**EXERCISE GOAL**
Below are records; copy every line among them that contains the word "hair".

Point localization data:
┌────────

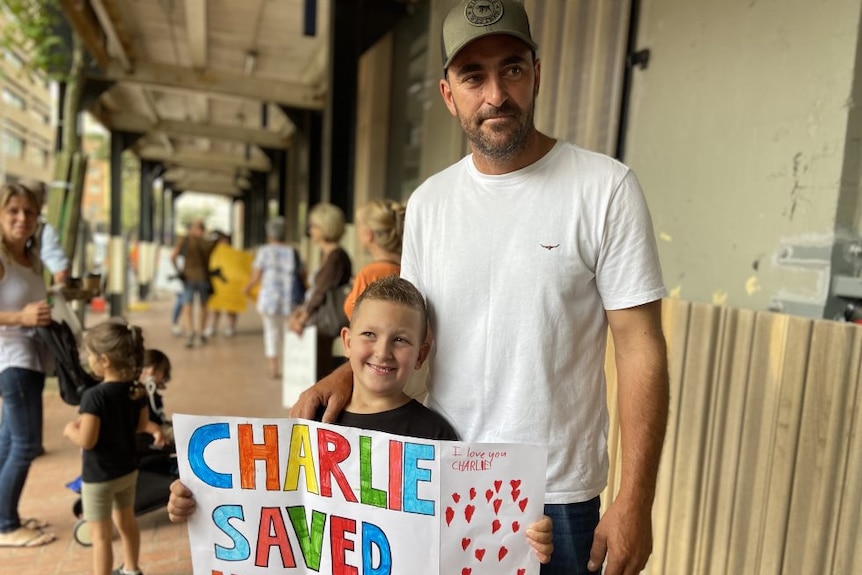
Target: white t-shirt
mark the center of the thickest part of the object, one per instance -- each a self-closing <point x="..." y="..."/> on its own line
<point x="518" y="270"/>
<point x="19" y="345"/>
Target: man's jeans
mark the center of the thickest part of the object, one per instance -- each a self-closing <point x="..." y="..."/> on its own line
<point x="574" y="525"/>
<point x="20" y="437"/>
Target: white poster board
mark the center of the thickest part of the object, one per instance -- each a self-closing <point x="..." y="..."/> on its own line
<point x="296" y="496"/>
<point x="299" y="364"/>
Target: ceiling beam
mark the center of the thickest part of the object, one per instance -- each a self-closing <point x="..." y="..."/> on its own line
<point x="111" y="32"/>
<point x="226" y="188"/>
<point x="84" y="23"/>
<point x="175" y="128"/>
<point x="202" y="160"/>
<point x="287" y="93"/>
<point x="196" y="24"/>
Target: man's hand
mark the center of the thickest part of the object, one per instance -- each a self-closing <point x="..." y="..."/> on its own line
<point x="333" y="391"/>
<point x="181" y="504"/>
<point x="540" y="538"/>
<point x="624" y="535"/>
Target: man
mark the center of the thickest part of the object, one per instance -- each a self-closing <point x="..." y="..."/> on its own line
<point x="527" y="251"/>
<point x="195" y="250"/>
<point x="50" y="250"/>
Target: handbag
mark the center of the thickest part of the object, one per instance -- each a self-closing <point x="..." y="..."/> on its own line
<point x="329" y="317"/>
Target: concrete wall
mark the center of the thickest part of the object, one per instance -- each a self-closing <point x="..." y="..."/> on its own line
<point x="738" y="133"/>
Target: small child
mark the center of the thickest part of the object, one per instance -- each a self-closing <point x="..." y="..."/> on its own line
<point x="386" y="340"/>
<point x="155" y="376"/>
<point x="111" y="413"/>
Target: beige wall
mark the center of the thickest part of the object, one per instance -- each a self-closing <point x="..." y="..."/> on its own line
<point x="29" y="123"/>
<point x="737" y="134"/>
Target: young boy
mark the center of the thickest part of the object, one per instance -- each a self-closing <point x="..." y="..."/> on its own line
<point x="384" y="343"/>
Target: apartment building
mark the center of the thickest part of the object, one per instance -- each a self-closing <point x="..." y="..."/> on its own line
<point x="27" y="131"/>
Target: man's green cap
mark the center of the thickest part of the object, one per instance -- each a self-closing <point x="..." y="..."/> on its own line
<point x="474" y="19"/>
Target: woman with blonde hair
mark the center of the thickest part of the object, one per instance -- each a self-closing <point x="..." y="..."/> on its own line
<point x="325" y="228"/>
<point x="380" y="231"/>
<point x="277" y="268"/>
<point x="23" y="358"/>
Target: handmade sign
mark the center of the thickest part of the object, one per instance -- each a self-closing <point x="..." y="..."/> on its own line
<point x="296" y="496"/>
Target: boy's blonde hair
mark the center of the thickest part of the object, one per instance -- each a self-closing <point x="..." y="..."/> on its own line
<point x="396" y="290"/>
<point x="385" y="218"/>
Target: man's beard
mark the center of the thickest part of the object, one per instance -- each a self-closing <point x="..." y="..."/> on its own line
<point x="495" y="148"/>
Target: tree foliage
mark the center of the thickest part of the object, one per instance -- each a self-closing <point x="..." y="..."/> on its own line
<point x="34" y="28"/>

└────────

**REPLY**
Target: woman with blonde hair
Target: boy's blonde hair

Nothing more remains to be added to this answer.